▶ [Complete the following]:
- A) Report how many lines of the records contain the string "baby". Give the number alone.
- B) Supply the next part of the worked exercise on predicting high or low gas mileage from the Auto data set, continuing from its final line.
— START OF Text provided —
Sol: The logistic regression and LDA have the minimum error rate.

Q11. In this problem, you will develop a model to predict whether a given car gets high or low gas mileage based on the Auto data set.

auto = pd.read_csv("data/Auto.csv")
auto.dropna(inplace=True)
auto = auto[auto['horsepower'] != '?']
auto['horsepower'] = auto['horsepower'].astype(int)
auto.head()

mpg cylinders displacement horsepower weight acceleration year origin name
0 18.0 8 307.0 130 3504 12.0 70 1 chevrolet chevelle malibu
1 15.0 8 350.0 165 3693 11.5 70 1 buick skylark 320
2 18.0 8 318.0 150 3436 11.0 70 1 plymouth satellite
3 16.0 8 304.0 150 3433 12.0 70 1 amc rebel sst
4 17.0 8 302.0 140 3449 10.5 70 1 ford torino

(a) Create a binary variable, mpg01, that contains a 1 if mpg contains a value above its median, and a 0 if mpg contains a value below its median.

auto['mpg01'] = np.where(auto['mpg']>=auto['mpg'].median(), 1, 0)
auto.head()

mpg cylinders displacement horsepower weight acceleration year origin name mpg01
0 18.0 8 307.0 130 3504 12.0 70 1 chevrolet chevelle malibu 0
1 15.0 8 350.0 165 3693 11.5 70 1 buick skylark 320 0
2 18.0 8 318.0 150 3436 11.0 70 1 plymouth satellite 0
3 16.0 8 304.0 150 3433 12.0 70 1 amc rebel sst 0
4 17.0 8 302.0 140 3449 10.5 70 1 ford torino 0

(b) Explore the data graphically in order to investigate the association between mpg01 and the other features. Which of the other features seem most likely to be useful in predicting mpg01? Scatterplots and boxplots may be useful tools to answer this question. Describe your findings.

Sol: The scatterplot of the data is shown below. As mpg01 with value 1 is shown with orange and value 0 is shown with blue, it is evident that certain combinations of predictors are present which can be used to model a classifier with high accuracy. For example, if we take a look at the scatter plot of weight and accelaration, it can be noted that the observations are decently segregated based on class.

sns.pairplot(auto, vars=['cylinders', 'displacement', 'horsepower', 'weight', 'acceleration',
                         'year', 'origin'], hue='mpg01')
— END OF Text provided —
— START OF Supplied data —
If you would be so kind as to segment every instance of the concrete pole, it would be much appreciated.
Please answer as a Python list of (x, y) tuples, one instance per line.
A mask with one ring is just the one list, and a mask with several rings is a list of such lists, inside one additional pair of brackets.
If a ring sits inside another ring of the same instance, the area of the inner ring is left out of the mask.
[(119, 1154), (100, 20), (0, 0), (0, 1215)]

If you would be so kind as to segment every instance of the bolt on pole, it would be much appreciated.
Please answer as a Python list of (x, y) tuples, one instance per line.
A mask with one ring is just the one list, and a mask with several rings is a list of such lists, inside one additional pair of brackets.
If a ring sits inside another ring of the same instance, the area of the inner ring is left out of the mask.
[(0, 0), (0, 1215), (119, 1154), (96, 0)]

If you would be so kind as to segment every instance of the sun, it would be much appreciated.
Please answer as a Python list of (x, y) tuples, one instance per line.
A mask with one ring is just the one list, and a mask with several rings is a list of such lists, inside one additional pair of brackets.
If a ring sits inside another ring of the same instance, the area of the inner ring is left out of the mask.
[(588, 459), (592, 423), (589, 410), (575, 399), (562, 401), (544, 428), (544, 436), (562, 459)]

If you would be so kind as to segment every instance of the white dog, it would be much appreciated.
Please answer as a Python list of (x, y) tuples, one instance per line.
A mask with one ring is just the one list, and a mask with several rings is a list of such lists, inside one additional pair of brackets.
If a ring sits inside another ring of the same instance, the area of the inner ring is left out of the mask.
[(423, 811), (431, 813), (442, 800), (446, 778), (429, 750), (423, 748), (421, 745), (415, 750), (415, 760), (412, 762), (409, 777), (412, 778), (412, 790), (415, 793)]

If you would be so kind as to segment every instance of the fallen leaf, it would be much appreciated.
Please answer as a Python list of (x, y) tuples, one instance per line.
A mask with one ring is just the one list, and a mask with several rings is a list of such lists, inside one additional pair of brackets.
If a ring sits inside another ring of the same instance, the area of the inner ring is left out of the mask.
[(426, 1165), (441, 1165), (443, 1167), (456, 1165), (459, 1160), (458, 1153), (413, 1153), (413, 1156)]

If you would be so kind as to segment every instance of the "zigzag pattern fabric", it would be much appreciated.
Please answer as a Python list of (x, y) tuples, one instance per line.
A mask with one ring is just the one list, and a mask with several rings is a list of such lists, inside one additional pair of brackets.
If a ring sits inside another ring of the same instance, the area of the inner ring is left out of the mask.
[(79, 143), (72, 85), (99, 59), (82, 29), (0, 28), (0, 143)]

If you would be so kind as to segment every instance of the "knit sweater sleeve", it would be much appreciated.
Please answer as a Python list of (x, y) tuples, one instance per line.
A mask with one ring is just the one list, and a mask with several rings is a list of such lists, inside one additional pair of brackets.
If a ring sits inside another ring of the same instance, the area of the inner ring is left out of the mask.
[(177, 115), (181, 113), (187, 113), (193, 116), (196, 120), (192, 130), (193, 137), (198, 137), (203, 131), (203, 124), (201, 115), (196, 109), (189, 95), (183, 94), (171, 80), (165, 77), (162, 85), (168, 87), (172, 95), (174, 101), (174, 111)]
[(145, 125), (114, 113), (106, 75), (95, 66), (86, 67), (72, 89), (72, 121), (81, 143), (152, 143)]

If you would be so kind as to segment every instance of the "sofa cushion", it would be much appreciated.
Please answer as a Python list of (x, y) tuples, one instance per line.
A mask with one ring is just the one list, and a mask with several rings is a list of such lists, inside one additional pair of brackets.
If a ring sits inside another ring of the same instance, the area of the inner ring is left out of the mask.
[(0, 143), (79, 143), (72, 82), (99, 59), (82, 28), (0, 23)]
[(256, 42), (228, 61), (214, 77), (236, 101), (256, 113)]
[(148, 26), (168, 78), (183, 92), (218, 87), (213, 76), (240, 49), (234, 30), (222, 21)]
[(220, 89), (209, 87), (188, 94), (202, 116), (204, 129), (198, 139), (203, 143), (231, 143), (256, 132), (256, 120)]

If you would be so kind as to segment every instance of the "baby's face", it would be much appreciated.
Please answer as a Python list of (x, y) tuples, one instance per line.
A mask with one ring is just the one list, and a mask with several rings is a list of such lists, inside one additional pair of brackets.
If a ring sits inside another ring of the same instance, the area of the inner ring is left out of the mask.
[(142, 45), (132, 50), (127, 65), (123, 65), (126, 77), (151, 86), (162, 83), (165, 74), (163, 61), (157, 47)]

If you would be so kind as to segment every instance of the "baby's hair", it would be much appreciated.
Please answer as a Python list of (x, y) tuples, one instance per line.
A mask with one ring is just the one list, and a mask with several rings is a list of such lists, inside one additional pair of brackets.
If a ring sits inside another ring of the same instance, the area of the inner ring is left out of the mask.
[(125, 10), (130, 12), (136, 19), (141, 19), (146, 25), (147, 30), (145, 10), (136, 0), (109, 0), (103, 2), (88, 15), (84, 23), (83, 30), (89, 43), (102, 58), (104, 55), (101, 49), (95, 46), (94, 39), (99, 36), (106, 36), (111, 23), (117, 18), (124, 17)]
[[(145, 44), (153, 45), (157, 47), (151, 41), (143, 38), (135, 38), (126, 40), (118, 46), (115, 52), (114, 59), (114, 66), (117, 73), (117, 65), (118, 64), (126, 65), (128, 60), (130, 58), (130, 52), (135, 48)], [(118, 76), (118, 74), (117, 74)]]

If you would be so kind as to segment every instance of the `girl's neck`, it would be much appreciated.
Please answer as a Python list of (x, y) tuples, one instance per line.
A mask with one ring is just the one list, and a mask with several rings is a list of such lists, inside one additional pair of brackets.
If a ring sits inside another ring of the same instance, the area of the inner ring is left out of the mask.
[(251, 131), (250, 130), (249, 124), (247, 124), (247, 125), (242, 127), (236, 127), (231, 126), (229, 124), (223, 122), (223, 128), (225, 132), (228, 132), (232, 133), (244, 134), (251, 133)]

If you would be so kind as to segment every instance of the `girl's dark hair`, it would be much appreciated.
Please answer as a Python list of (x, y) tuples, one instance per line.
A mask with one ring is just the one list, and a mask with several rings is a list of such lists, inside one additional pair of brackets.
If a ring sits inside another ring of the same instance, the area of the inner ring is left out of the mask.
— END OF Supplied data —
▶ [Final answers]:
- A) 2

- B)
(c) Split the data into a training set and a test set.

msk = np.random.rand(len(auto)) < 0.8
train = auto[msk]
test = auto[~msk]
print("Length of training data: " +str(len(train)))
print("Length of test data: " +str(len(test)))
Length of training data: 311
Length of test data: 81

(d) Perform LDA on the training data in order to predict mpg01 using the variables that seemed most associated with mpg01 in (b). What is the test error of the model obtained?

Sol: The test prediction accuracy for the model is 96.30%.

clf = LinearDiscriminantAnalysis()
clf.fit(train[['cylinders', 'displacement', 'horsepower', 'weight', 'acceleration', 'year']], train['mpg01'])
y_predict = clf.predict(test[['cylinders', 'displacement', 'horsepower', 'weight', 'acceleration', 'year']])

print("\t\t Confusion Matrix")
print("\t Down Up(Predicted)")
print("Down \t" + str(confusion_matrix(y_true=test['mpg01'], y_pred=y_predict)[0]))
print("Up \t" + str(confusion_matrix(y_true=test['mpg01'], y_pred=y_predict)[1]))
		 Confusion Matrix
	 Down Up(Predicted)
Down 	[32  3]
Up 	[ 0 46]

(e) Perform QDA on the training data in order to predict mpg01 using the variables that seemed most associated with mpg01 in (b). What is the test error of the model obtained?

Sol: The test prediction accuracy for the model is 97.53%.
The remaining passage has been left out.